### Your objective
Please print every record below exactly as it appears.

┌────────

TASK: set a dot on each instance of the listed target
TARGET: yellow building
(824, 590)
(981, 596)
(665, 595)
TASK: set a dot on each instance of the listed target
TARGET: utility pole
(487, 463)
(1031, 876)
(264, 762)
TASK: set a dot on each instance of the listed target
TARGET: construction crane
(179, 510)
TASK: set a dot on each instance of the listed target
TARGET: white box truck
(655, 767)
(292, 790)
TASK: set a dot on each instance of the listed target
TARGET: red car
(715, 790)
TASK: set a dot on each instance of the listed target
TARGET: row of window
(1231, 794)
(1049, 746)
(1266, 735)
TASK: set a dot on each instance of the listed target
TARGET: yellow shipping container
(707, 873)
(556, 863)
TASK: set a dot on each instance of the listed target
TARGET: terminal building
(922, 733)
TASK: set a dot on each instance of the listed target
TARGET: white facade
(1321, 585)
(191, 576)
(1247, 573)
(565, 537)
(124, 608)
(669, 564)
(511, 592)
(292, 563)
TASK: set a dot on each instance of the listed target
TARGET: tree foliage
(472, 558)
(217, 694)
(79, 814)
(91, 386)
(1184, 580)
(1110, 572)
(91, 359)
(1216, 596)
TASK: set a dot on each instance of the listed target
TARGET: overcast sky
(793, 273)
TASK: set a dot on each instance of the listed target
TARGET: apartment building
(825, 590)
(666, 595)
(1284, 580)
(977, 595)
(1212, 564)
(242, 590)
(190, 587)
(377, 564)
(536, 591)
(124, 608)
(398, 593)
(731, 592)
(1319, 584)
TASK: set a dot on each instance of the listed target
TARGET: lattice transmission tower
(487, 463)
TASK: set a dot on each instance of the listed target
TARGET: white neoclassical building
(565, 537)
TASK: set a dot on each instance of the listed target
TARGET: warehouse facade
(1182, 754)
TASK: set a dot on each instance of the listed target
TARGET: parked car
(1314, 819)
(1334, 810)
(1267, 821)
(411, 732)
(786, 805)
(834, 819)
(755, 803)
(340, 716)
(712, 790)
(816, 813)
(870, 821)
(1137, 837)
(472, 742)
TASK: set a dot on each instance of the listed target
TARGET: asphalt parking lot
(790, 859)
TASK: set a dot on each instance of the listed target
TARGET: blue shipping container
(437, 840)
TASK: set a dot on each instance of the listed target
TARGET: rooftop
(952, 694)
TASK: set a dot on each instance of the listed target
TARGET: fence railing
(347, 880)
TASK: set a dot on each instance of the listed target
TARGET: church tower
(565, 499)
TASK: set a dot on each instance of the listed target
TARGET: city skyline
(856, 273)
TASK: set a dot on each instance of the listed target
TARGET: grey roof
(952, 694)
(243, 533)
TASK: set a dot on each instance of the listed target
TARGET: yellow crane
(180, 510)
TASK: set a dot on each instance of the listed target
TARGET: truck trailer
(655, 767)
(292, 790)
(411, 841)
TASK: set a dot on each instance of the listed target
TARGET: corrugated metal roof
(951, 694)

└────────

### Response to the task
TASK: set a dot on each instance of the listed target
TARGET: yellow building
(824, 590)
(981, 596)
(665, 595)
TASK: set a dot on each instance of the listed target
TARGET: utility pole
(487, 463)
(1031, 876)
(264, 762)
TASK: set a dot on each instance of the listed target
TARGET: construction crane
(179, 510)
TASK: set a dot on each instance of the listed target
TARGET: white box truck
(655, 767)
(292, 790)
TASK: set a dot on each instance of the listed target
TARGET: red car
(715, 790)
TASK: set a dot on each instance of the listed target
TARGET: row of window
(1231, 794)
(1049, 746)
(1266, 735)
TASK: set a dot on each instance of the listed target
TARGET: yellow shipping container
(707, 873)
(556, 863)
TASK: set a dot on each instance of the listed target
TARGET: terminal building
(922, 733)
TASK: set a dot on each instance of the listed target
TARGET: white facade
(1321, 585)
(191, 576)
(1247, 573)
(565, 537)
(124, 608)
(669, 564)
(511, 592)
(292, 563)
TASK: set a dot on each instance of the listed target
TARGET: tree foliage
(472, 558)
(217, 694)
(79, 814)
(91, 386)
(1184, 580)
(1110, 572)
(91, 359)
(1216, 596)
TASK: set a dot on each instance of the listed target
TARGET: overcast sky
(793, 273)
TASK: set a dot on each instance of the listed target
TARGET: apartment building
(825, 590)
(666, 595)
(1284, 580)
(977, 595)
(1212, 564)
(242, 590)
(190, 587)
(377, 564)
(536, 591)
(124, 608)
(398, 593)
(731, 592)
(1319, 584)
TASK: set a dot on each instance of the listed target
TARGET: lattice transmission tower
(487, 463)
TASK: set a dot on each instance of the listed target
TARGET: white neoclassical building
(565, 537)
TASK: set a dot on each instance of the listed target
TARGET: warehouse facade
(1182, 754)
TASK: set a dot on each instance of the listed target
TARGET: parked car
(1314, 819)
(1334, 810)
(1267, 821)
(411, 732)
(786, 805)
(834, 819)
(755, 803)
(340, 716)
(712, 790)
(816, 813)
(870, 821)
(1137, 837)
(472, 742)
TASK: set a dot on each instance of the listed target
TARGET: asphalt parking lot
(790, 859)
TASK: set a dot on each instance of the listed target
TARGET: blue shipping container
(437, 840)
TASK: set a dot on each instance of the listed target
TARGET: rooftop
(952, 694)
TASK: set a dot on each instance of the listed target
TARGET: fence railing
(347, 880)
TASK: set a dot on each instance of the listed target
TARGET: church tower
(565, 499)
TASK: set a dot on each instance of the listed target
TARGET: city skyline
(856, 273)
TASK: set a dot on each instance of the listed target
TARGET: grey roof
(952, 694)
(243, 533)
TASK: set a dot on each instance of the listed target
TARGET: yellow crane
(180, 510)
TASK: set a dot on each instance of the listed target
TARGET: truck trailer
(655, 767)
(292, 790)
(411, 841)
TASK: set a dot on each instance of the listed target
TARGET: corrugated metal roof
(951, 694)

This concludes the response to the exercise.